▶ **TASK GOAL**
What you give back must match the records below exactly.

START SUPPLIED MATERIAL

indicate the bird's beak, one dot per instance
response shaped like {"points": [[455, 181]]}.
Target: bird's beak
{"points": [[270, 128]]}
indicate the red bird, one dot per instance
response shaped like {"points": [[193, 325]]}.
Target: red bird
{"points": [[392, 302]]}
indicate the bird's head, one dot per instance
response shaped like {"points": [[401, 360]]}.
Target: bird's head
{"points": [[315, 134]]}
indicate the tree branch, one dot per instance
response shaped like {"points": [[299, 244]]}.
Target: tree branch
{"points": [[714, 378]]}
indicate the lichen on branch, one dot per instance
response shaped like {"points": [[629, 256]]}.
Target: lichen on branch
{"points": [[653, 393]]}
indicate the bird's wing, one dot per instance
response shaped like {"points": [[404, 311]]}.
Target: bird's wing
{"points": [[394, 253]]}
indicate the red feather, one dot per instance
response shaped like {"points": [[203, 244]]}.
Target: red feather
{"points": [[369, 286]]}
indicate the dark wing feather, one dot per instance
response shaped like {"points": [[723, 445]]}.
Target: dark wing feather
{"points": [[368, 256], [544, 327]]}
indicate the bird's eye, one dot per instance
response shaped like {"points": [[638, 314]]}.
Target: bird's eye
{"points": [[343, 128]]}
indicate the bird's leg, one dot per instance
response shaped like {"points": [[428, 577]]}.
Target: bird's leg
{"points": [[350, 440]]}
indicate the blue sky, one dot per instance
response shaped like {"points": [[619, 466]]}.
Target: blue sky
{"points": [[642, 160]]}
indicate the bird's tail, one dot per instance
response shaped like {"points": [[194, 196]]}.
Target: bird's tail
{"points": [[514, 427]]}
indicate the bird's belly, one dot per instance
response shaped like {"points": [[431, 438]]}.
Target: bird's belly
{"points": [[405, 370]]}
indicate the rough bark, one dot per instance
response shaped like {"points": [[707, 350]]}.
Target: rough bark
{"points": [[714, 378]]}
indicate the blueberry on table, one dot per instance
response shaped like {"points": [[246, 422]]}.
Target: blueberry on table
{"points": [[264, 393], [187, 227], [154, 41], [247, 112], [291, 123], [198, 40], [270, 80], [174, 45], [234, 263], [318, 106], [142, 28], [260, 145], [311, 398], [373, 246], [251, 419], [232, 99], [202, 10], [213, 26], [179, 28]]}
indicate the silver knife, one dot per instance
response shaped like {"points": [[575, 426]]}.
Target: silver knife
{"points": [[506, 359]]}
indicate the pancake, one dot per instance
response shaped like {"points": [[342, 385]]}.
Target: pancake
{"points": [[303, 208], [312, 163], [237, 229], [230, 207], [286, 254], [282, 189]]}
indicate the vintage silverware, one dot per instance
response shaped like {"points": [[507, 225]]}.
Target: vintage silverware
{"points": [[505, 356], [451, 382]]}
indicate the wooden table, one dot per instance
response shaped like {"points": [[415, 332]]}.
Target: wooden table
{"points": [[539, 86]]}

END SUPPLIED MATERIAL

▶ **COMPLETED TASK**
indicate the bird's beak, one dot per instance
response shaped like {"points": [[455, 181]]}.
Target: bird's beak
{"points": [[270, 128]]}
indicate the red bird, one dot per instance
response shaped like {"points": [[193, 325]]}.
Target: red bird
{"points": [[392, 302]]}
indicate the bird's head, one dot per instance
response shaped like {"points": [[401, 360]]}.
Target: bird's head
{"points": [[315, 134]]}
indicate the tree branch, one dot per instance
response shaped like {"points": [[299, 244]]}.
Target: tree branch
{"points": [[714, 378]]}
indicate the lichen on branch, one dot per instance
response shaped like {"points": [[629, 256]]}.
Target: lichen on branch
{"points": [[653, 393]]}
indicate the bird's wing, one dot per instance
response shaped like {"points": [[404, 311]]}.
Target: bird's wing
{"points": [[394, 253]]}
indicate the red feather, one dot per instance
response shaped like {"points": [[203, 244]]}.
Target: red feather
{"points": [[369, 286]]}
indicate the dark wing feather, one dot per instance
response shaped like {"points": [[723, 445]]}.
Target: dark wing feather
{"points": [[368, 256], [544, 327]]}
indicate the bird's eye, one dot per instance
response shaped like {"points": [[638, 314]]}.
Target: bird's eye
{"points": [[343, 128]]}
indicate the bird's leg, one dot per instance
response shaped like {"points": [[428, 577]]}.
Target: bird's leg
{"points": [[350, 440]]}
indicate the blue sky, one dot per instance
response shaped like {"points": [[619, 466]]}.
Target: blue sky
{"points": [[642, 160]]}
indicate the bird's tail, one dot per instance
response shaped like {"points": [[194, 196]]}.
Target: bird's tail
{"points": [[514, 427]]}
indicate the bird's belly, one dot per instance
response shaped like {"points": [[431, 438]]}.
Target: bird's belly
{"points": [[405, 370]]}
indicate the rough bark, one dot per instance
response shaped like {"points": [[707, 350]]}.
Target: rough bark
{"points": [[714, 378]]}
indicate the blueberry on table, one dot per instance
response shaped like {"points": [[246, 422]]}.
Target: blueberry on table
{"points": [[264, 393], [187, 227], [154, 41], [247, 112], [291, 123], [198, 40], [270, 80], [174, 45], [234, 263], [318, 106], [142, 28], [260, 145], [311, 398], [373, 246], [251, 419], [232, 99], [202, 10], [213, 26], [179, 28]]}
indicate the silver knife, one dot per instance
response shaped like {"points": [[575, 426]]}.
Target: silver knife
{"points": [[506, 359]]}
indicate the pancake, one dot per instance
response shaped like {"points": [[342, 385]]}.
Target: pancake
{"points": [[303, 208], [312, 163], [237, 229], [230, 207], [286, 254], [282, 189]]}
indicate the vintage silverware, one dot per instance
response shaped like {"points": [[507, 225]]}.
Target: vintage silverware
{"points": [[505, 356], [451, 382]]}
indicate the wooden table, one dot per instance
response shaped like {"points": [[415, 332]]}.
Target: wooden table
{"points": [[539, 86]]}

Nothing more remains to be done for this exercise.